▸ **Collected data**
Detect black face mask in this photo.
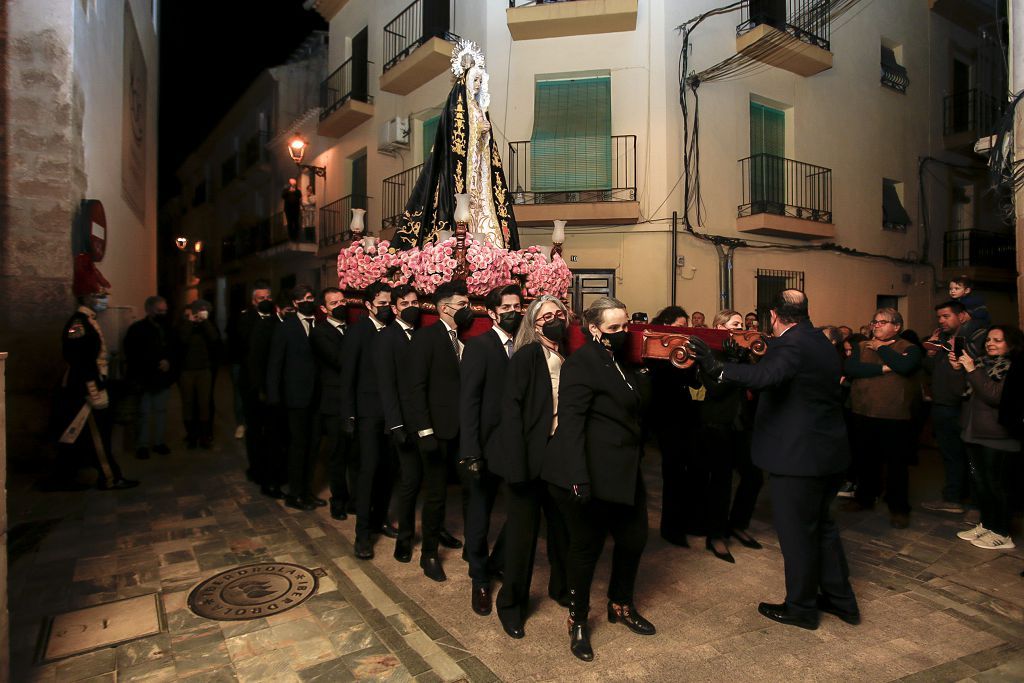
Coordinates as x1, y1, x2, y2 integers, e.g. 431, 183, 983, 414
400, 306, 422, 326
329, 304, 347, 321
297, 301, 317, 317
453, 306, 474, 330
498, 311, 523, 336
601, 330, 629, 356
375, 306, 395, 326
256, 300, 276, 315
541, 319, 567, 342
151, 313, 168, 324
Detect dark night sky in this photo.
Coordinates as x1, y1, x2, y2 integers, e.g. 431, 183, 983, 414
157, 1, 327, 205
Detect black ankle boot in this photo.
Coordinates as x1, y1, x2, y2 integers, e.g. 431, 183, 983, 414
568, 618, 593, 662
607, 601, 656, 635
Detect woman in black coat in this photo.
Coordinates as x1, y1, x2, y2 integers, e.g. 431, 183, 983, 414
490, 295, 571, 639
542, 296, 655, 663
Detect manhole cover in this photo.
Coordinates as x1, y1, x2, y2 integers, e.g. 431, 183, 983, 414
187, 563, 318, 621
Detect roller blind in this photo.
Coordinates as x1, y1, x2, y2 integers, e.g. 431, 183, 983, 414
530, 76, 611, 193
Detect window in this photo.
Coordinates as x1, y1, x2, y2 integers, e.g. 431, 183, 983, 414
882, 179, 911, 232
351, 152, 368, 208
756, 269, 804, 332
531, 74, 611, 193
880, 41, 908, 93
422, 115, 440, 162
749, 101, 786, 213
952, 182, 974, 231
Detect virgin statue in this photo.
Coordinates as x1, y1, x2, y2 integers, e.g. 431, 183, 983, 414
392, 40, 520, 251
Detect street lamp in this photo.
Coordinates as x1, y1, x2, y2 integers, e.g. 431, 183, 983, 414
286, 134, 326, 196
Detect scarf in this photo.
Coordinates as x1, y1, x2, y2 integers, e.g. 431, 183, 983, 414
965, 355, 1011, 396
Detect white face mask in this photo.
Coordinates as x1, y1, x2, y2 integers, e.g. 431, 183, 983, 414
195, 310, 209, 321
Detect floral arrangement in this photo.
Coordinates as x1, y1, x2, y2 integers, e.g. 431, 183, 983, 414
336, 235, 571, 299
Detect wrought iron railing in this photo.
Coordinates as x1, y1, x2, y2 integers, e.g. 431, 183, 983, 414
505, 135, 637, 205
320, 58, 373, 119
943, 230, 1015, 270
382, 164, 423, 231
880, 60, 909, 93
270, 211, 316, 246
737, 0, 830, 51
383, 0, 451, 73
508, 0, 586, 5
242, 131, 270, 168
943, 89, 1002, 136
738, 154, 832, 223
319, 195, 370, 248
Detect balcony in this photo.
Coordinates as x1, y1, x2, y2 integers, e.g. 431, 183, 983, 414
260, 210, 317, 258
737, 154, 834, 239
506, 135, 639, 226
382, 164, 423, 234
319, 58, 374, 138
380, 0, 455, 95
943, 229, 1016, 284
943, 89, 1003, 152
305, 0, 351, 22
735, 0, 832, 77
318, 195, 369, 255
506, 0, 638, 41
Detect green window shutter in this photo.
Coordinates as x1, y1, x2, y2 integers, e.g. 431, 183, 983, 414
749, 102, 785, 210
422, 115, 440, 162
530, 76, 611, 193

▸ **Work item**
Search the data above for the word "window" and show every line that has it.

▸ **Exercise response**
Detect window in this photo.
Detect green window shutter in this photo.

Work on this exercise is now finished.